--- Begin ---

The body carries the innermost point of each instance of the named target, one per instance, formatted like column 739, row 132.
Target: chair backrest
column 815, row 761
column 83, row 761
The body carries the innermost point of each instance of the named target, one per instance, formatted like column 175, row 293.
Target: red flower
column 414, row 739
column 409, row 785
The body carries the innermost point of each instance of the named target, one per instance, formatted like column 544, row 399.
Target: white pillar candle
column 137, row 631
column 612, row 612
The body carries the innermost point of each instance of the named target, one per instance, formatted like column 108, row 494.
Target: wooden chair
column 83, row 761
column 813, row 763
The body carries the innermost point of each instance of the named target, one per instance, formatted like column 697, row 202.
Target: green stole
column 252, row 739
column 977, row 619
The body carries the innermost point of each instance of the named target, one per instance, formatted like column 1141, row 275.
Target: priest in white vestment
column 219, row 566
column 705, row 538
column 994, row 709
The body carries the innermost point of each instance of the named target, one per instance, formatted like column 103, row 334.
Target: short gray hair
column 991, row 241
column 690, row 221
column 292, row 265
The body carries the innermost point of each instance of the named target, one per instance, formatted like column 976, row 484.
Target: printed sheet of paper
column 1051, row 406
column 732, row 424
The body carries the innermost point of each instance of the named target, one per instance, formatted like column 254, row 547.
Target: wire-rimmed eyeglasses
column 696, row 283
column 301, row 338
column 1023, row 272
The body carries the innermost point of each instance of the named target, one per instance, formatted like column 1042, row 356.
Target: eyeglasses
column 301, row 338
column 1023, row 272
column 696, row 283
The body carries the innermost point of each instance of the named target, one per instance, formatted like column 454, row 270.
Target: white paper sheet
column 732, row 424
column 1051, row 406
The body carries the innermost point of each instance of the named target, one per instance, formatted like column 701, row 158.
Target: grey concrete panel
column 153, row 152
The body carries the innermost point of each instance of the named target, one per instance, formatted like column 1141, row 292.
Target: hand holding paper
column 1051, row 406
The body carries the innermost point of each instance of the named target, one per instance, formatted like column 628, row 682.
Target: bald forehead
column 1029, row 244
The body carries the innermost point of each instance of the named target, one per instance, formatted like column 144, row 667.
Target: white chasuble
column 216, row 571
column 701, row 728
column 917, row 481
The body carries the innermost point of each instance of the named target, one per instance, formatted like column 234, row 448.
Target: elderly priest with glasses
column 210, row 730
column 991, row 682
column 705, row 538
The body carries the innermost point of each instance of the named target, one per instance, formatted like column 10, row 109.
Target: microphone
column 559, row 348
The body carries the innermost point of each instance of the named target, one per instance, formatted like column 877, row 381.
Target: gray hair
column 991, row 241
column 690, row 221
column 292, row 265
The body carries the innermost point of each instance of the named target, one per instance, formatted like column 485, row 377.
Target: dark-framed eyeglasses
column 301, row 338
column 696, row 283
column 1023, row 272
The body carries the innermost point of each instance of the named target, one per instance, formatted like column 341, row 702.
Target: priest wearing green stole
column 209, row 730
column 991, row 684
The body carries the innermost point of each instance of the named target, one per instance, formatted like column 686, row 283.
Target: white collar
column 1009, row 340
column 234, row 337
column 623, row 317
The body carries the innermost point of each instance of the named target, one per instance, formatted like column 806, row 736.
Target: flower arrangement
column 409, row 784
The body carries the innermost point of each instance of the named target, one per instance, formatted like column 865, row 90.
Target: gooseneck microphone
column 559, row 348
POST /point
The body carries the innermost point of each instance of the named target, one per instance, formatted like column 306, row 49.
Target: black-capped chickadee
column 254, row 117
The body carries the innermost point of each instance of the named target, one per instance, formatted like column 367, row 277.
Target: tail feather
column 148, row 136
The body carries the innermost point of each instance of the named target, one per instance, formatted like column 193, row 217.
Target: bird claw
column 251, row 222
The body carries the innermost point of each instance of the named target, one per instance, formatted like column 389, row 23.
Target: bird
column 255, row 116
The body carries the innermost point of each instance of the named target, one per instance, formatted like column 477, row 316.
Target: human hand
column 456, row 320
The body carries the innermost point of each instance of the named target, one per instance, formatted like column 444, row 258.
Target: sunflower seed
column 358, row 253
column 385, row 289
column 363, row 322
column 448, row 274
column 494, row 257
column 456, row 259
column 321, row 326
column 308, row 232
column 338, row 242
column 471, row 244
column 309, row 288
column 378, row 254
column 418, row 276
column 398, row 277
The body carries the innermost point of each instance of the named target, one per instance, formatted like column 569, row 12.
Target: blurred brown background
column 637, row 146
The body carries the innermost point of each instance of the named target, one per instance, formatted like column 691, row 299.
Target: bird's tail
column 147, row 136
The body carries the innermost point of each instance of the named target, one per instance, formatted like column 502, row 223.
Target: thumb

--- End ---

▸ **EXERCISE REQUIREMENTS**
Rewrite all of the material above, replacing "named target" with "named item" everywhere it appears and leaving every other word unchanged.

▸ **RESULT OF THIS TASK**
The body carries the innermost point of each instance of the named item, one per instance, formatted like column 739, row 132.
Target: chair backrest
column 815, row 761
column 83, row 761
The body carries the innermost point of each instance of the named item, one per instance, formatted like column 175, row 293.
Target: red flower
column 414, row 739
column 409, row 785
The body carries the innermost point of each instance of the named item, one per instance, formatted like column 544, row 399.
Target: white pillar candle
column 137, row 631
column 612, row 612
The body carries the innermost point of each instance of the named item, one per instance, formatted like column 108, row 494.
Target: wooden chair
column 83, row 761
column 813, row 763
The body carries the innermost point of each instance of the named item, one per instance, formatted like column 697, row 202.
Target: green stole
column 252, row 739
column 977, row 619
The body carries the innermost point of each instance of the named item, one per instance, formatted like column 1141, row 275.
Target: priest in white vestment
column 219, row 566
column 705, row 538
column 994, row 709
The body carries the innermost point of each instance of the named item, one per instance, formatted like column 103, row 334.
Target: short gray hair
column 991, row 241
column 690, row 221
column 292, row 265
The body carries the innermost point of each instance of the named item, one per instance, formatted like column 976, row 484.
Target: printed sheet of paper
column 1051, row 406
column 732, row 424
The body carries the innermost point of each instance of the named item, one per instance, formatted like column 254, row 547.
Target: wire-rimmed eyeglasses
column 696, row 283
column 301, row 338
column 1023, row 272
The body carries the innermost point of each instance of the named item, one per instance, formatted like column 1042, row 356.
Target: eyeglasses
column 301, row 338
column 1023, row 272
column 696, row 283
The body carries the innermost point of each instance of the named item, one per instance, formatted like column 454, row 270.
Target: white paper sheet
column 732, row 424
column 1051, row 406
The body carries the innermost point of each instance of the named item, one per instance, formatted like column 701, row 158.
Target: grey concrete panel
column 153, row 152
The body carries the innermost point of each instance of the named item, one per instance, formatted like column 1141, row 292.
Target: hand holding paper
column 1051, row 406
The body carries the innermost point of each instance of the named item, one per instance, formatted like column 628, row 682.
Target: bald forehead
column 1029, row 244
The body carries the innermost point of each instance of the named item, one per instance, formatted like column 144, row 667.
Target: white chasuble
column 216, row 571
column 701, row 728
column 917, row 481
The body carries the innermost point of each instance of the named item, one per instance, formatted like column 234, row 448.
Target: elderly priest with glasses
column 210, row 730
column 991, row 682
column 705, row 538
The body carries the innermost point of each instance of the named item, one per instance, formatted like column 10, row 109.
Target: microphone
column 559, row 348
The body carries the innermost point of each instance of the named item, one per instance, formatted like column 877, row 381.
Target: gray hair
column 991, row 241
column 690, row 221
column 292, row 265
The body carries the innermost point of each instance of the named item, one per instance, formatted like column 485, row 377.
Target: dark-framed eyeglasses
column 301, row 338
column 696, row 283
column 1023, row 272
The body carries the innermost point of each instance of the named item, one per instance, formatted like column 341, row 702.
Target: priest wearing green stole
column 209, row 730
column 991, row 684
The body carries the innermost point of each instance of the named item, one per instance, formatted like column 686, row 283.
Target: white collar
column 1009, row 340
column 234, row 337
column 623, row 317
The body carries the innermost point of each instance of the named item, one per instance, formatted like column 806, row 736.
Target: flower arrangement
column 409, row 784
The body carries the innermost point of each instance of the named item, one per instance, formatted like column 865, row 90.
Target: gooseneck microphone
column 559, row 348
POST /point
The body carries the innermost point of each instance of the named item, one per instance, formatted like column 306, row 49.
Target: black-capped chickadee
column 254, row 117
The body carries the innermost point of each instance of the named item, one per instance, formatted like column 367, row 277.
Target: tail feather
column 148, row 136
The body carries the innermost point of each instance of the named item, one per instance, formatted like column 193, row 217.
Target: bird claw
column 251, row 222
The body carries the innermost point of each instance of the named item, one per instance, formatted like column 389, row 23.
Target: bird
column 255, row 116
The body carries the innermost point of each instance of the named item, one per instance, formatted like column 477, row 316.
Target: human hand
column 456, row 320
The body carries the innermost point of each instance of the named item, one per instance, formatted like column 444, row 258.
Target: sunflower seed
column 358, row 253
column 385, row 289
column 363, row 322
column 448, row 274
column 494, row 257
column 456, row 259
column 321, row 326
column 308, row 232
column 338, row 242
column 471, row 244
column 309, row 288
column 378, row 254
column 418, row 276
column 398, row 277
The body carries the innermost point of each instance of the named item, one per instance, formatted like column 569, row 12.
Target: blurred brown background
column 637, row 146
The body carries the innermost point of each instance of the named item, one per instance, formatted like column 691, row 299.
Target: bird's tail
column 147, row 136
The body carries the innermost point of each instance of the named item, one per instance, formatted like column 502, row 223.
Target: thumb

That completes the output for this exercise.